◆ Exercise passage
• • • • •

Notre Dame knows what’s coming, whether it’s open or not.
Regardless of what defensive scheme Bob Diaco crafts for Saturday night, the Irish secondary expects the Trojans to push the ball vertically more than any opponent has all season. Not only does USC have the best receiver tandem in college football in Marqise Lee and Robert Woods, those athletes have a head coach bent on getting them the football.
Understanding how two receivers could combine for 173 catches, 2,326 yards and 24 receiving touchdowns means understanding USC’s willingness to gamble with its NFL talent.
“Half the time they’re not really open,” said cornerback Bennett Jackson. “They’re going to throw it up and they’re going to let their guys make plays. It’s going to be down to the guys back there to win the battle for the ball.”
Woods’ 12 catches for 119 yards and two touchdowns against Notre Dame last year still register with the Irish. And that makes Lee’s ascension to USC’s No. 1 target all the more remarkable.
The sophomore posted the fifth-most single-game receiving yards in NCAA history last month with 345 at Arizona. With 469 all-purpose yards in that game, Lee’s performance ranks second all-time in college football. His 408 all-purpose yards against Oregon three week ago ranks No. 16 all-time.
Lee’s 14 receiving touchdowns average 36.6 yards in distance, which is where he’ll butt heads with Notre Dame. The Irish have allowed just one 40-yard completion to a receiver all season, against Navy in the opener.
Notre Dame’s big play pass defense has improved every year under Diaco. The Irish allowed 36 explosive pass plays in his first year in South Bend, those plays defined as completions of at least 20 yards. That number dropped to 27 explosives last season. It’s at 20 this year with two games remaining.
Completions of at least 30 yards have dropped from 11 to eight to five during that span.
“From what I’ve seen it’s going to come down to not waiting, but going to them,” said safety Zeke Motta said. “Not letting them make their move, but attacking them.”

• • • • •

◆ Data section
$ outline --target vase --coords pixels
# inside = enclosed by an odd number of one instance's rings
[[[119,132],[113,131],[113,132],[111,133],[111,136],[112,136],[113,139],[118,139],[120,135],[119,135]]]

• • • • •

◆ Work request
Continue the article on Notre Dame's secondary preparing for USC's receivers from the point where it ends, setting aside the data in between.

◆ Result for this task
The senior expects USC’s gambling approach to be amplified with freshman quarterback Max Wittek starting in place of senior Matt Barkley, sidelined by a shoulder sprain. Wittek has attempted just nine career passes.
“That’s going to give us more opportunities,” Motta said. “If we’re on our business, that’s good for us. If we’re not, then it’s not.”
Motta said the numbers of Lee and Woods have been enhanced by how defenses defend them. Lane Kiffin has taken criticism for a reliance on bubble screens and short passes, but Motta has seen those throws turn into big plays as opponents watch those receivers run.
“There’s maybe a screen play and (Lee) will take it all the way across the field or he’ll take it halfway across the field and make a cut straight up the middle,” Motta said. “Because people are waiting, that sets up more blocks. If you just run straight at him, nobody’s going to be able to block you.
“They have great athletic ability, but everybody on our defense is always flying to the ball. If all 11 people are going at the ball, then you can’t really have big plays on you unless you get the ball behind you. As a defensive back that’s what we’re told not to do. If the ball’s in front of you there’s always a chance to get him down. If he’s down and he didn’t score, there’s always a chance to hold him again. That’s how it is.”
That’s how Notre Dame expects it to be on Saturday.